(Point-based annotation data)
──────

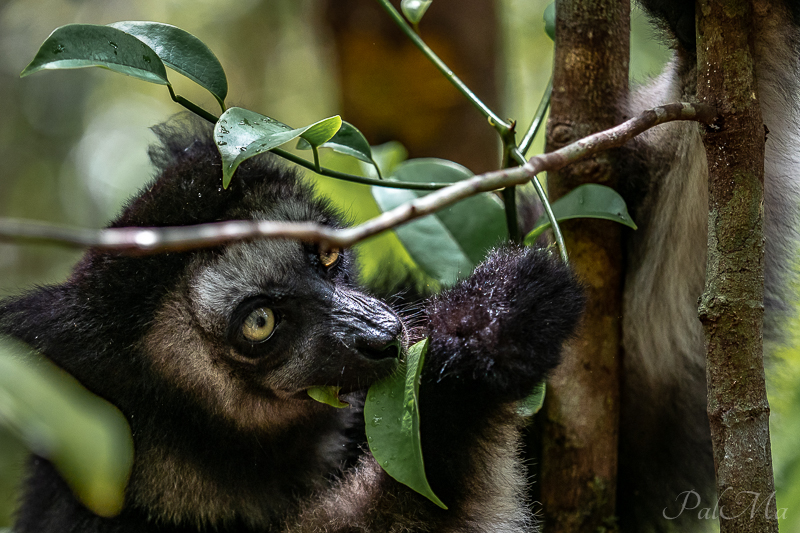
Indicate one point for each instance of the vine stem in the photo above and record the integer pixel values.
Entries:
(538, 119)
(153, 240)
(497, 123)
(315, 166)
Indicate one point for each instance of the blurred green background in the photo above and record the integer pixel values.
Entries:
(73, 143)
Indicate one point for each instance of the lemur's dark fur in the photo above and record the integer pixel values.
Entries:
(225, 436)
(665, 446)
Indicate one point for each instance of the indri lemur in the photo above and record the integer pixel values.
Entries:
(209, 354)
(665, 440)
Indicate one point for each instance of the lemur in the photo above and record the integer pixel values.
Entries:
(209, 354)
(665, 446)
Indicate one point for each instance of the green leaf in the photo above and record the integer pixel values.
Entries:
(85, 437)
(89, 45)
(550, 21)
(321, 132)
(348, 141)
(391, 413)
(182, 52)
(387, 158)
(328, 395)
(241, 134)
(587, 201)
(449, 243)
(414, 10)
(531, 405)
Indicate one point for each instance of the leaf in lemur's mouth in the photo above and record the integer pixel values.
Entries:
(391, 413)
(329, 395)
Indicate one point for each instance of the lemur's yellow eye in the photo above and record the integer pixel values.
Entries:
(329, 258)
(259, 324)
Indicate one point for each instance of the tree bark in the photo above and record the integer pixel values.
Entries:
(731, 307)
(581, 414)
(392, 92)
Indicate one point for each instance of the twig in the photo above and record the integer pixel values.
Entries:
(163, 239)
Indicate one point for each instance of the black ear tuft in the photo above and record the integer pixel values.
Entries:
(506, 323)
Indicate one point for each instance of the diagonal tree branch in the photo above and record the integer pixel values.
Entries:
(164, 239)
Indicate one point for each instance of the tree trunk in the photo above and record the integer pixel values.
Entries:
(731, 307)
(581, 414)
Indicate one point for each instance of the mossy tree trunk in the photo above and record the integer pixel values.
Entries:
(581, 414)
(731, 307)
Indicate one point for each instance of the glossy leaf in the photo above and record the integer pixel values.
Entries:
(449, 243)
(587, 201)
(414, 10)
(328, 395)
(550, 21)
(241, 134)
(348, 141)
(387, 157)
(182, 52)
(85, 437)
(531, 405)
(89, 45)
(391, 414)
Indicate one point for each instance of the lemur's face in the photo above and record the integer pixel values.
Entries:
(253, 327)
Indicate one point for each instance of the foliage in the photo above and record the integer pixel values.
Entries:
(443, 247)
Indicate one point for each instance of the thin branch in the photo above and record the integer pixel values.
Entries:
(152, 240)
(538, 119)
(497, 123)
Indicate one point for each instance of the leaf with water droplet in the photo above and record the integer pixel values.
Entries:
(182, 52)
(249, 133)
(587, 201)
(393, 435)
(90, 45)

──────

> SHORT TASK:
Take the records above and transcribe them exactly, dropping every picture.

> COMPLETE OUTPUT:
Indicate one point for each instance of the vine stem in the photo above and record the integer pixel values.
Entries:
(538, 119)
(153, 240)
(497, 123)
(315, 166)
Indicate one point for each instance of the blurred green background in the photo above and record the integer pixel values.
Entries:
(73, 143)
Indicate one point for each instance of the lemur's dark fur in the photo above and record the integer pixel values.
Entries:
(225, 436)
(665, 446)
Indicate one point for each instance of the indri lemur in the photo above and record the integer pixel values.
Entries:
(209, 354)
(665, 440)
Indicate one point for each instance of the lemur in the photo above and record the integer pixel values.
Entries:
(209, 354)
(665, 446)
Indicate one point for each instance of the green leaf in the photo above and record the integer pixel values.
Entries:
(85, 437)
(89, 45)
(550, 21)
(321, 132)
(348, 141)
(391, 413)
(182, 52)
(387, 158)
(328, 395)
(241, 134)
(587, 201)
(449, 243)
(414, 10)
(531, 405)
Indicate one point for each instance of the leaf in lemur's mouth in the photo above and record the integer pixel values.
Entries:
(391, 413)
(329, 395)
Indicate one point for each instance of the lemur's yellow eye in the photo above and record the integer pixel values.
Entries:
(329, 258)
(259, 324)
Indicate one point for each instance of the tree bark in the photo above and record the integer pixel values.
Entries:
(731, 307)
(581, 414)
(392, 92)
Indicate one point for each instance of the twig in the photo above and record the integer pixel values.
Entries:
(163, 239)
Indicate one point for each instance of the black ear tuft in the photo above and record the integer pixel values.
Entries:
(506, 323)
Indicate one point for each instance of the diagonal tree branch in the photo above and record the integer pixel values.
Entries:
(164, 239)
Indicate one point for each instance of the tree trunk in the photo above and record the integer pixel values.
Entries:
(731, 307)
(581, 414)
Indicate one point for each instance of the mossy tree trunk in the photo above and record the integer pixel values.
Entries:
(581, 414)
(731, 307)
Indicate one point for each instance of the glossy leaf in the photo above and record the integer pixel values.
Entries:
(449, 243)
(587, 201)
(414, 10)
(328, 395)
(550, 21)
(241, 134)
(348, 141)
(387, 157)
(182, 52)
(85, 437)
(531, 405)
(89, 45)
(391, 414)
Indicate one point for each instance of the lemur's face in the photo above and record the integer pixel values.
Entries:
(253, 327)
Indicate one point for each instance of the foliage in the photo above and record the integer pixel values.
Entries:
(443, 247)
Indicate one point for each instance of the thin branch in the photo above and record the integer pixel values.
Entries:
(152, 240)
(538, 119)
(497, 123)
Indicate one point for each instance of the leaf with water droplet in the photo above and record the integer pixel values.
Entries:
(182, 52)
(249, 133)
(587, 201)
(393, 435)
(90, 45)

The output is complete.